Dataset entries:
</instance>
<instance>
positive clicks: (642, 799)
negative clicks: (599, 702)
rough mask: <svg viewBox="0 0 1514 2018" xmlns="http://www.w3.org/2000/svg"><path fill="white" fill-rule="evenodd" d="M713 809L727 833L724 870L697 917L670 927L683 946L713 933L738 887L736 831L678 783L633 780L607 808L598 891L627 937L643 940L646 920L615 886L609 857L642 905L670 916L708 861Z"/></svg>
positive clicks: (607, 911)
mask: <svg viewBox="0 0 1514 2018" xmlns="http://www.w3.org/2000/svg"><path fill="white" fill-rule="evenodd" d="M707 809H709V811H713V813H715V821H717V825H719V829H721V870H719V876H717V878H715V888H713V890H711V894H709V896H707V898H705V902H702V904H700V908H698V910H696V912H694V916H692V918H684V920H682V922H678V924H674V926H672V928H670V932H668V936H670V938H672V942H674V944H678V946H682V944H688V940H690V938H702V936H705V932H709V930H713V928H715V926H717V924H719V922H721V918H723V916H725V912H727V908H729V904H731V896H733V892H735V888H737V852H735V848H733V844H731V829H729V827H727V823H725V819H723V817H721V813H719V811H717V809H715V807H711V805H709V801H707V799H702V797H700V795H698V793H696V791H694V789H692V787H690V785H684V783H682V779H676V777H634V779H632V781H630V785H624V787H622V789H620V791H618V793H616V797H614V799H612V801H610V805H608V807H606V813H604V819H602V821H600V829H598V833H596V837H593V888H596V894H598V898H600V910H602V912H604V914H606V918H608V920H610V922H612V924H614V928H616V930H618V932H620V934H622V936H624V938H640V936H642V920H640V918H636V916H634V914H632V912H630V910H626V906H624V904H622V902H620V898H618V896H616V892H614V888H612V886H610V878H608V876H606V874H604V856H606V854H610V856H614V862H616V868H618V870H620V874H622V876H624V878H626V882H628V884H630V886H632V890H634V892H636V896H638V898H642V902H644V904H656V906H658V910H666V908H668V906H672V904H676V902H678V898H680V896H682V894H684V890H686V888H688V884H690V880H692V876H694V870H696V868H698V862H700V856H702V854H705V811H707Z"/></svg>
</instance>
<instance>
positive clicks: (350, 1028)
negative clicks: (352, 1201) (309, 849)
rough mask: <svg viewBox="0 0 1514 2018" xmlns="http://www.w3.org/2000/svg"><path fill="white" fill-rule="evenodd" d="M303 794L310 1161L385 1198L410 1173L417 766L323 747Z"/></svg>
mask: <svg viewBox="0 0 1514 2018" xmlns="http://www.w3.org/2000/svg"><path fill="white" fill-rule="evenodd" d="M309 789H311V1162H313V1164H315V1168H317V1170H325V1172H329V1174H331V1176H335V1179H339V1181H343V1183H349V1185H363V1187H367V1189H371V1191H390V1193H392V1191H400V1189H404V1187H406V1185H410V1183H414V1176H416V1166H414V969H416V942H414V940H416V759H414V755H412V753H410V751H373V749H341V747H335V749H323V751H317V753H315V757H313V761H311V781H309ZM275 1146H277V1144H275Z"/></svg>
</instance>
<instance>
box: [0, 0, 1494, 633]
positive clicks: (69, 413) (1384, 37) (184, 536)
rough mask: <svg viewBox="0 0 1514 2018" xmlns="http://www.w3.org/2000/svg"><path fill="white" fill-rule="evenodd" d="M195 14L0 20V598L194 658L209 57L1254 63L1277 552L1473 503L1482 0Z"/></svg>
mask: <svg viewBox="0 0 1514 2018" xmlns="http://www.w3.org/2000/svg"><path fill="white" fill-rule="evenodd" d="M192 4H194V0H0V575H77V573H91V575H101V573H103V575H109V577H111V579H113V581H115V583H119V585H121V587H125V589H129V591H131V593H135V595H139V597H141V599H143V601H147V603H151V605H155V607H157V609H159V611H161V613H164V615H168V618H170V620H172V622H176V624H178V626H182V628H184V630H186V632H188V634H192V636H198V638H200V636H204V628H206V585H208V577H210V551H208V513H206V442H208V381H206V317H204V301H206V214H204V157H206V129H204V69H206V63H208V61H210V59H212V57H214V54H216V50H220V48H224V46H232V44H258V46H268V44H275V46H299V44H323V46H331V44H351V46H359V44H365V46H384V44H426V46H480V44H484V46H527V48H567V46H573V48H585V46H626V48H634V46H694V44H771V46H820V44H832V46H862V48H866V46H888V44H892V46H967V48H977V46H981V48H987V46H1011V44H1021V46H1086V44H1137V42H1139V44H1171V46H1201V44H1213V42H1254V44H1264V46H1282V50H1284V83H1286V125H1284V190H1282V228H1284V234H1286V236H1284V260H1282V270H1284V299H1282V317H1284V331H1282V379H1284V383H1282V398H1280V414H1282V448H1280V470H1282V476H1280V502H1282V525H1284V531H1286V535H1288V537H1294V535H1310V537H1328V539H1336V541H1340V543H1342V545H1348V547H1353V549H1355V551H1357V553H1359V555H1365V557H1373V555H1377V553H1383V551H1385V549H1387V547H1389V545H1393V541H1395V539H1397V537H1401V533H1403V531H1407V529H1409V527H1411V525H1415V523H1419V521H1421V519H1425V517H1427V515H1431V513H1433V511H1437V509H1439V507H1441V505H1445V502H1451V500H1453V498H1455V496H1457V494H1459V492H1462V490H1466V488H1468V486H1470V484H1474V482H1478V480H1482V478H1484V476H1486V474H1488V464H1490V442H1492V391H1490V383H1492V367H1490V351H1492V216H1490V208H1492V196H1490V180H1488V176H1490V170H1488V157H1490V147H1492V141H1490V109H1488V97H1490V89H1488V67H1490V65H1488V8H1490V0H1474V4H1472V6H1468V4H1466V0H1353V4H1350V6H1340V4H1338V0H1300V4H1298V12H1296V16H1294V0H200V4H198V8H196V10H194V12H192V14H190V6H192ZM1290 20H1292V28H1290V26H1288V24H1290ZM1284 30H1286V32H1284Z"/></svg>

* [What to work on]
Reproduce every one of the dataset entries above character for character, with nothing altered or left out.

* [Written answer]
</instance>
<instance>
positive clicks: (642, 799)
negative clicks: (599, 702)
rough mask: <svg viewBox="0 0 1514 2018" xmlns="http://www.w3.org/2000/svg"><path fill="white" fill-rule="evenodd" d="M713 809L727 833L724 870L697 917L670 927L683 946L713 933L738 887L736 831L678 783L633 780L607 808L598 891L627 937L643 940L646 920L615 886L609 857L642 905L670 916L708 861Z"/></svg>
positive clicks: (607, 911)
mask: <svg viewBox="0 0 1514 2018" xmlns="http://www.w3.org/2000/svg"><path fill="white" fill-rule="evenodd" d="M707 809H709V811H713V813H715V821H717V825H719V829H721V870H719V876H717V878H715V888H713V890H711V894H709V896H707V898H705V902H702V904H700V908H698V910H696V912H694V916H692V918H684V920H682V922H678V924H674V926H672V928H670V932H668V936H670V938H672V942H674V944H678V946H682V944H688V940H690V938H702V936H705V932H709V930H713V928H715V926H717V924H719V922H721V918H723V916H725V912H727V908H729V904H731V896H733V892H735V888H737V852H735V848H733V844H731V829H729V827H727V823H725V819H723V817H721V813H719V811H717V809H715V807H711V805H709V801H707V799H702V797H700V795H698V793H696V791H694V789H692V787H690V785H684V783H682V779H676V777H634V779H632V781H630V785H624V787H622V789H620V791H618V793H616V797H614V799H612V801H610V805H608V807H606V813H604V819H602V821H600V829H598V833H596V837H593V888H596V894H598V898H600V910H602V912H604V914H606V918H608V920H610V922H612V924H614V928H616V930H618V932H620V934H622V936H624V938H640V936H642V920H640V918H636V916H634V914H632V912H630V910H626V906H624V904H622V902H620V898H618V896H616V892H614V888H612V886H610V878H608V876H606V874H604V856H606V854H610V856H614V862H616V868H618V870H620V874H622V876H624V878H626V882H628V884H630V886H632V890H634V892H636V896H638V898H642V902H644V904H656V906H658V910H666V908H668V906H672V904H676V902H678V898H680V896H682V894H684V890H686V888H688V884H690V880H692V876H694V870H696V868H698V862H700V856H702V854H705V811H707Z"/></svg>
</instance>
<instance>
positive clicks: (350, 1028)
negative clicks: (352, 1201) (309, 849)
rough mask: <svg viewBox="0 0 1514 2018" xmlns="http://www.w3.org/2000/svg"><path fill="white" fill-rule="evenodd" d="M303 794L310 1161L385 1198L410 1173L417 766L323 747Z"/></svg>
mask: <svg viewBox="0 0 1514 2018" xmlns="http://www.w3.org/2000/svg"><path fill="white" fill-rule="evenodd" d="M309 789H311V1162H313V1164H315V1168H317V1170H325V1172H329V1174H331V1176H335V1179H339V1181H343V1183H349V1185H363V1187H367V1189H371V1191H390V1193H392V1191H400V1189H404V1187H406V1185H410V1183H414V1176H416V1166H414V969H416V942H414V940H416V759H414V755H412V753H410V751H373V749H341V747H335V749H323V751H317V753H315V757H313V761H311V781H309ZM275 1146H277V1144H275Z"/></svg>
</instance>
<instance>
box: [0, 0, 1494, 633]
positive clicks: (69, 413) (1384, 37) (184, 536)
rough mask: <svg viewBox="0 0 1514 2018" xmlns="http://www.w3.org/2000/svg"><path fill="white" fill-rule="evenodd" d="M195 14L0 20V598L194 658L209 57L1254 63L1277 552L1473 503L1482 0Z"/></svg>
mask: <svg viewBox="0 0 1514 2018" xmlns="http://www.w3.org/2000/svg"><path fill="white" fill-rule="evenodd" d="M192 4H194V0H0V575H77V573H91V575H101V573H103V575H109V577H111V579H113V581H115V583H119V585H121V587H125V589H129V591H131V593H135V595H139V597H141V599H143V601H147V603H151V605H155V607H157V609H159V611H161V613H164V615H168V618H170V620H172V622H176V624H178V626H182V628H184V630H186V632H188V634H192V636H198V638H200V636H204V628H206V585H208V577H210V551H208V513H206V442H208V381H206V317H204V301H206V214H204V157H206V129H204V69H206V63H208V61H210V59H212V57H214V54H216V50H220V48H224V46H232V44H258V46H268V44H275V46H299V44H323V46H331V44H351V46H359V44H365V46H384V44H426V46H480V44H484V46H527V48H567V46H573V48H585V46H626V48H634V46H694V44H771V46H820V44H832V46H862V48H866V46H888V44H892V46H967V48H977V46H981V48H987V46H1011V44H1021V46H1086V44H1137V42H1139V44H1171V46H1201V44H1213V42H1254V44H1264V46H1282V50H1284V83H1286V125H1284V190H1282V228H1284V234H1286V236H1284V260H1282V270H1284V299H1282V317H1284V331H1282V379H1284V383H1282V398H1280V414H1282V448H1280V470H1282V476H1280V502H1282V525H1284V531H1286V535H1288V537H1294V535H1310V537H1328V539H1336V541H1340V543H1342V545H1348V547H1353V549H1355V551H1357V553H1359V555H1365V557H1373V555H1377V553H1383V551H1385V549H1387V547H1389V545H1393V541H1395V539H1397V537H1401V533H1403V531H1407V529H1409V527H1411V525H1415V523H1419V521H1421V519H1425V517H1427V515H1431V513H1433V511H1437V509H1439V507H1441V505H1445V502H1451V500H1453V498H1455V496H1457V494H1459V492H1462V490H1466V488H1468V486H1470V484H1474V482H1478V480H1482V478H1484V476H1486V474H1488V464H1490V442H1492V391H1490V383H1492V367H1490V351H1492V216H1490V208H1492V196H1490V180H1488V176H1490V170H1488V157H1490V147H1492V141H1490V109H1488V97H1490V89H1488V67H1490V65H1488V8H1490V0H1474V4H1472V6H1468V4H1466V0H1353V4H1350V6H1340V4H1338V0H1300V4H1298V12H1296V16H1294V0H200V4H198V8H196V10H194V12H192V14H190V6H192ZM1290 20H1292V28H1290V26H1288V24H1290ZM1284 30H1286V32H1284Z"/></svg>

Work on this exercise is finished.